---------- Data to process ----------
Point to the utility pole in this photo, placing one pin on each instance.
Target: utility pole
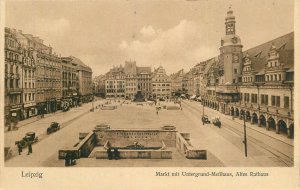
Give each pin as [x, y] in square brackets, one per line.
[203, 112]
[93, 103]
[245, 135]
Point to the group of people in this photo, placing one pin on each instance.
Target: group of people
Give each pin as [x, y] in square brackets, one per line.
[113, 153]
[70, 159]
[20, 147]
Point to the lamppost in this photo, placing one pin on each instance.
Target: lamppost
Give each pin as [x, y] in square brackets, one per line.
[291, 89]
[202, 111]
[245, 135]
[93, 103]
[258, 106]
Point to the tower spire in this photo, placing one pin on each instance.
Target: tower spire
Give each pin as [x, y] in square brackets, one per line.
[230, 22]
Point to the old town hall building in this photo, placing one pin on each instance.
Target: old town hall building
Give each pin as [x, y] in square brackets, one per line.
[256, 84]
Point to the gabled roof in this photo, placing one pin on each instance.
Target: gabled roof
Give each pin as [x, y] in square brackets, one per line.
[80, 63]
[285, 46]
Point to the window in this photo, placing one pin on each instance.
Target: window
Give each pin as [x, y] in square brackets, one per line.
[253, 98]
[264, 99]
[286, 102]
[11, 83]
[273, 100]
[278, 101]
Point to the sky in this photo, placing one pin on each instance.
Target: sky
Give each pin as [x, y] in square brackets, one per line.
[175, 34]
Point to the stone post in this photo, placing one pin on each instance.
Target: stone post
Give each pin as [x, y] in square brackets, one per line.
[289, 135]
[267, 126]
[277, 129]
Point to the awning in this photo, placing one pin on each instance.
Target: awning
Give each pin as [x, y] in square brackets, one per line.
[192, 97]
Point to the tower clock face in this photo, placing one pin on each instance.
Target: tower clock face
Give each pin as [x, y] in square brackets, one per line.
[234, 40]
[235, 58]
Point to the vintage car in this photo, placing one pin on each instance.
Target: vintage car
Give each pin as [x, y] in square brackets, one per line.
[29, 137]
[205, 119]
[54, 126]
[216, 121]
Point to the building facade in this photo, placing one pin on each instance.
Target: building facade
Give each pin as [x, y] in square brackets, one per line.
[161, 84]
[256, 85]
[69, 81]
[85, 85]
[13, 78]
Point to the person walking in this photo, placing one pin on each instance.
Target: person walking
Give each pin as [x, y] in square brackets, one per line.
[67, 159]
[19, 147]
[29, 147]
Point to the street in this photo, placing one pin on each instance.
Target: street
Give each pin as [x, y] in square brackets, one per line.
[224, 144]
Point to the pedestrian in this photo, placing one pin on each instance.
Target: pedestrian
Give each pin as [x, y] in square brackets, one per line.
[67, 159]
[117, 154]
[109, 154]
[19, 147]
[29, 147]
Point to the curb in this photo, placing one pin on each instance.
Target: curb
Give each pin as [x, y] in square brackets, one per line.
[14, 150]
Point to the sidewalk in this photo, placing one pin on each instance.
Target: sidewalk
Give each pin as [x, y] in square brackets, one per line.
[262, 130]
[40, 125]
[32, 120]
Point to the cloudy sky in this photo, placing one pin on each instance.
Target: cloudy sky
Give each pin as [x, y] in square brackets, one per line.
[173, 33]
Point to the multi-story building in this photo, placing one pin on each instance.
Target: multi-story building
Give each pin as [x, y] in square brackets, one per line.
[99, 85]
[28, 73]
[137, 79]
[177, 82]
[198, 75]
[161, 83]
[29, 90]
[257, 84]
[131, 79]
[144, 81]
[85, 85]
[13, 78]
[48, 79]
[69, 81]
[115, 83]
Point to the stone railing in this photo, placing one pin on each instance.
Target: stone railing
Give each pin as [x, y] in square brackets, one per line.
[184, 147]
[82, 149]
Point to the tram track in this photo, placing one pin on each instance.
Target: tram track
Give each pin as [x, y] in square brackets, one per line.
[279, 155]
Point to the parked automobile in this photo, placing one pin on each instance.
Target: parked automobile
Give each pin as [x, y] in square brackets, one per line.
[161, 99]
[205, 119]
[54, 126]
[216, 121]
[29, 137]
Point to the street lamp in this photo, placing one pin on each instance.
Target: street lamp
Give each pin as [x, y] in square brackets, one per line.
[245, 135]
[258, 106]
[291, 89]
[93, 103]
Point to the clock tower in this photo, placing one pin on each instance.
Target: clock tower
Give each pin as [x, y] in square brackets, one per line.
[230, 52]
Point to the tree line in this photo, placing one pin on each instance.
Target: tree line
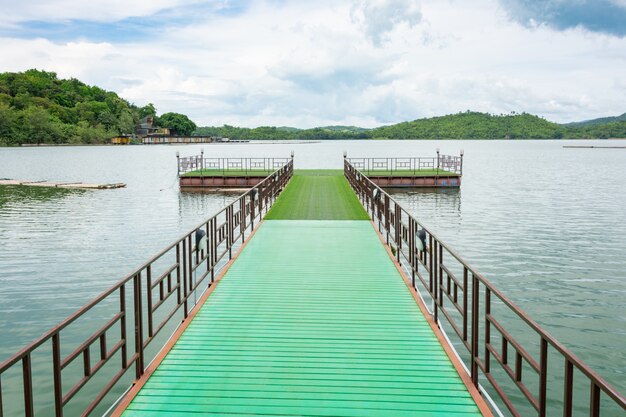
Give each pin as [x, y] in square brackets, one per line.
[38, 107]
[465, 125]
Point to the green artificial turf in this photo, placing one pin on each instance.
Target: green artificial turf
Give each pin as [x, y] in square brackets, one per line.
[317, 195]
[227, 172]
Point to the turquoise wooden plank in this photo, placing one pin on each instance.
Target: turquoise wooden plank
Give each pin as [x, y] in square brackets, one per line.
[312, 319]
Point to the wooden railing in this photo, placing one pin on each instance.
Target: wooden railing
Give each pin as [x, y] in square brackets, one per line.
[130, 315]
[221, 166]
[497, 341]
[409, 165]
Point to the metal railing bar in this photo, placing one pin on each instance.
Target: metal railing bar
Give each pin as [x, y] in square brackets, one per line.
[69, 358]
[479, 279]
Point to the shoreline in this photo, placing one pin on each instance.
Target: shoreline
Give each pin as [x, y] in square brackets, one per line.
----------
Can you reproduce, word for word, the data from the line containing "Point to the turquoise" through the end of the data, with both ends included?

Point to the turquoise wooden plank in this photo, placing one pin on each instance.
Target: turquoise wooden plank
Give each pin as [x, y] in square brackets, one per line.
[312, 319]
Point to the wooden railing in this photo, placing one pin on each instance.
Target: wooden railing
Give each pin as [x, y] in square brackets, one per line.
[130, 315]
[221, 166]
[497, 341]
[409, 165]
Point to the metal railing bar in this photo, placing one pin on each instance.
Target: metal railing bar
Give each pin as [x, y] in square brackets, one per line.
[69, 358]
[479, 279]
Point to the shoreline in this photo, placing one pin on each instance.
Target: shoreline
Give each pin as [x, y] in square brackets, one per line.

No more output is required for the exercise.